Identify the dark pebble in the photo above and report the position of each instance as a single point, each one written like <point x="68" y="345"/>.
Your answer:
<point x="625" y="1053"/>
---
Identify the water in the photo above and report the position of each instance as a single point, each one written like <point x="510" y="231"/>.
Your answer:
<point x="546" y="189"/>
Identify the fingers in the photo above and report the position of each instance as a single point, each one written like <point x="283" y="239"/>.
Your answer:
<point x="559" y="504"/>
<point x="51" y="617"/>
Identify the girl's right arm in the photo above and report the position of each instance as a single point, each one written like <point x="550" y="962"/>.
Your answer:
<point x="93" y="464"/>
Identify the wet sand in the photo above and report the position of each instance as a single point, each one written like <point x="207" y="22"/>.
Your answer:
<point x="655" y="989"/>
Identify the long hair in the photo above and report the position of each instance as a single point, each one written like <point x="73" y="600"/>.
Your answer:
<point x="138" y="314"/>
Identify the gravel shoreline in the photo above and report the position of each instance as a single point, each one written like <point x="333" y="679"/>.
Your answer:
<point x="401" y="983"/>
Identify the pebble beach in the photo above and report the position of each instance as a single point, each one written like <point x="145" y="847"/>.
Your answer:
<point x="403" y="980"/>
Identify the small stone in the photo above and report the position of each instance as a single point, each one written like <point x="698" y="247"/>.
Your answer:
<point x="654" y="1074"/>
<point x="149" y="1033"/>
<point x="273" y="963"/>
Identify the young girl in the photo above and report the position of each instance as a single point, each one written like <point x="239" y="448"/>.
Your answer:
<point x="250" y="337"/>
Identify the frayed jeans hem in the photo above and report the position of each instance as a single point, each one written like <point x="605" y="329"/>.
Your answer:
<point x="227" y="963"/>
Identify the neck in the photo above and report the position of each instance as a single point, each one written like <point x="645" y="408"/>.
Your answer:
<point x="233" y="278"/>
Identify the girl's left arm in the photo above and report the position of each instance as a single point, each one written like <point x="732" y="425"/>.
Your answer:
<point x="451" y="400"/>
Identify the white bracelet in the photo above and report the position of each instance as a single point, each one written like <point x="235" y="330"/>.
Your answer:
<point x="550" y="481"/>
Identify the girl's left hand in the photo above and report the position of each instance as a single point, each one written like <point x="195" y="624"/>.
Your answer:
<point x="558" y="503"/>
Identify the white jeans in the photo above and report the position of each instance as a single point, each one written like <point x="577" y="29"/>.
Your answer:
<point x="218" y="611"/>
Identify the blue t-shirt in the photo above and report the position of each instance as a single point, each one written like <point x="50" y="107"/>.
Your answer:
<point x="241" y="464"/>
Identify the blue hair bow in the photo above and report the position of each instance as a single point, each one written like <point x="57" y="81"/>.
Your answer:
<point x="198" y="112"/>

■ WORK TO BE COMPLETED:
The number alone, please: how many lines in the data contain the string "white"?

■ ANSWER SPACE:
2